◆ WHAT TO DO
In the records below, find the line containing "The component shall point out each instance of the dried" and the line containing "The component shall point out each instance of the wooden log"; please repeat exactly the lines from one to the other, both included, and nothing more.

◆ EXERCISE INPUTS
.....
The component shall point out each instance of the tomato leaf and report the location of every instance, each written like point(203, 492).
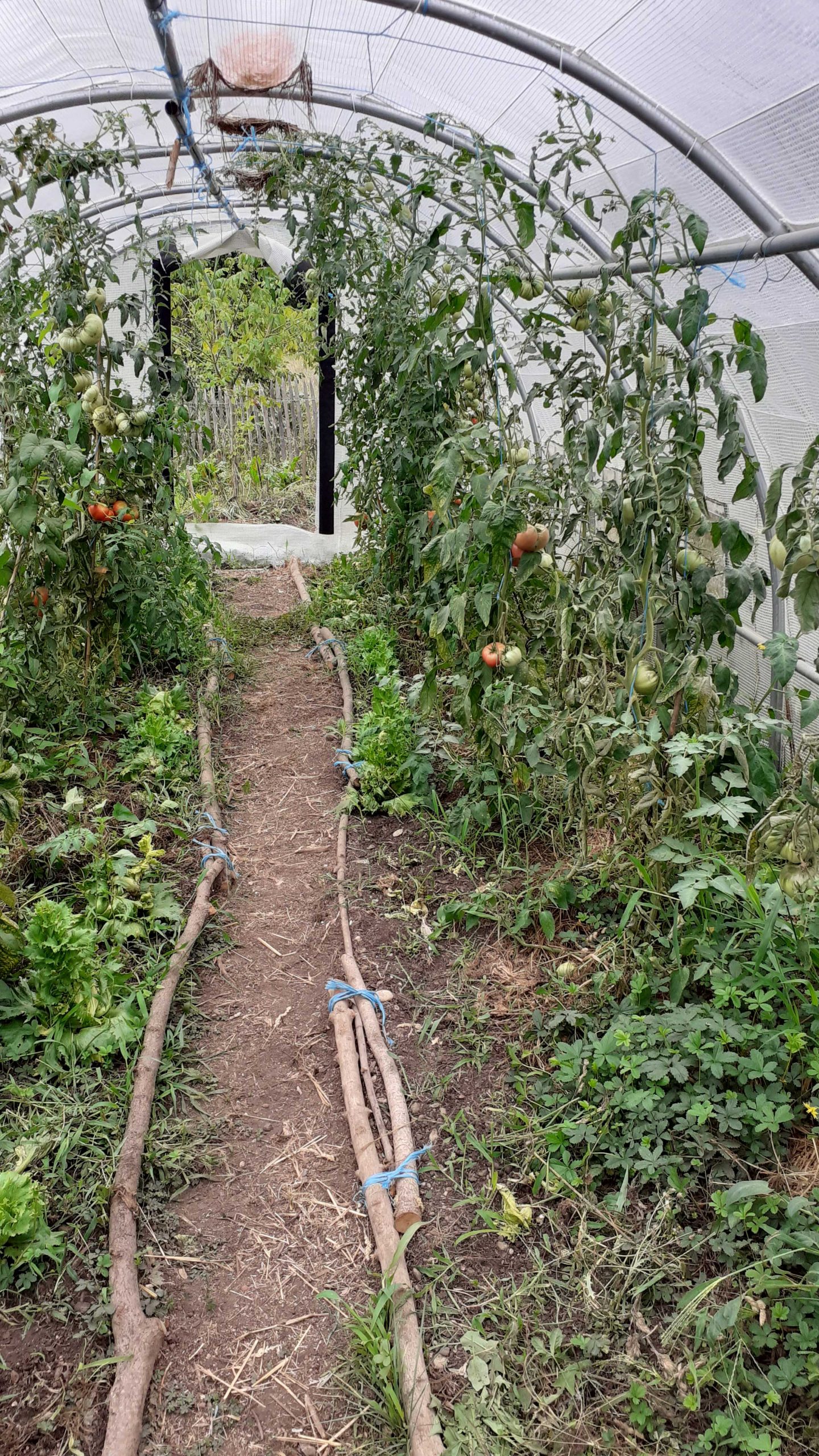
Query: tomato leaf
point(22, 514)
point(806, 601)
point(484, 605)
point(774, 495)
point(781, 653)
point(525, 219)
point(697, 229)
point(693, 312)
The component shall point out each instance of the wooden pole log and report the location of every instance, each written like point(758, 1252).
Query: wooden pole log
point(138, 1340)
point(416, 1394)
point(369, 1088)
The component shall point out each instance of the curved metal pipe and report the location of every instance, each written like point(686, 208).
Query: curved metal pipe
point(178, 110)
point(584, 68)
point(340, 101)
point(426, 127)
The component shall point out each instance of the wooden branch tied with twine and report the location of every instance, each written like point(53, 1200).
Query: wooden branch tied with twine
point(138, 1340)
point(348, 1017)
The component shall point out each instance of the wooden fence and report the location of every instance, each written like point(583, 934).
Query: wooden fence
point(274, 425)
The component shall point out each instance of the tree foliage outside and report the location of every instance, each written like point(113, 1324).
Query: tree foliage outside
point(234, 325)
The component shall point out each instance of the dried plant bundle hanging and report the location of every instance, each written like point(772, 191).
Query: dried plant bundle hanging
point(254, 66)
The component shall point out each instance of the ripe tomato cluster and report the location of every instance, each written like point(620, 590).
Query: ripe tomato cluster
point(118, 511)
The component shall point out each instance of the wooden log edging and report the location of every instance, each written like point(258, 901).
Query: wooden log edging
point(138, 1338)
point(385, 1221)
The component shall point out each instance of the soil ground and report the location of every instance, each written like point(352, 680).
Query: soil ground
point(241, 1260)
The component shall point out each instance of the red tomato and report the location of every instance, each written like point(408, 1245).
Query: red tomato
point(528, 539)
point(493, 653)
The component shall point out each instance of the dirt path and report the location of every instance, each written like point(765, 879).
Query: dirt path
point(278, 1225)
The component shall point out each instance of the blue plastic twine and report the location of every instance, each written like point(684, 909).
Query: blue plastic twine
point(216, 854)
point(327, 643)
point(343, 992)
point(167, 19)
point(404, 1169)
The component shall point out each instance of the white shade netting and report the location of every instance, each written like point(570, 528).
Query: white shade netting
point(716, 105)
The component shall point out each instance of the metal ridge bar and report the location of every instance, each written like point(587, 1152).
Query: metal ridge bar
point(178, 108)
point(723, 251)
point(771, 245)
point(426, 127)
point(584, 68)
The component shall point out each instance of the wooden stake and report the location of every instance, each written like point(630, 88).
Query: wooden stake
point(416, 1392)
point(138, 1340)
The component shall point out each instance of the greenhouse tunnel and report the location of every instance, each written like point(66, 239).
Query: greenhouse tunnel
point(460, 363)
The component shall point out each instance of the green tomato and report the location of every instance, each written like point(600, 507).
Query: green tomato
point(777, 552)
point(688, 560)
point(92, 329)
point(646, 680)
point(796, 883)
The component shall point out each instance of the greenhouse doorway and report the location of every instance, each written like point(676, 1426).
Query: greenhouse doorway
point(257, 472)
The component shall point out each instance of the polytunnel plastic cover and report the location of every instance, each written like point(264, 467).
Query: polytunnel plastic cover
.....
◆ RESULT
The component shall point out each instance of the dried plant bundle hanging and report the location of every instance, each written like point(772, 191).
Query: dried plant bundle hanging
point(254, 66)
The component shall point out each instance of the ripe tomato cluster and report the location of every instance, each written like point(620, 590).
Query: ripe tomato cluster
point(118, 511)
The component shall point out each instance of the wooden log edging and report the location of every instance, each written like point(258, 901).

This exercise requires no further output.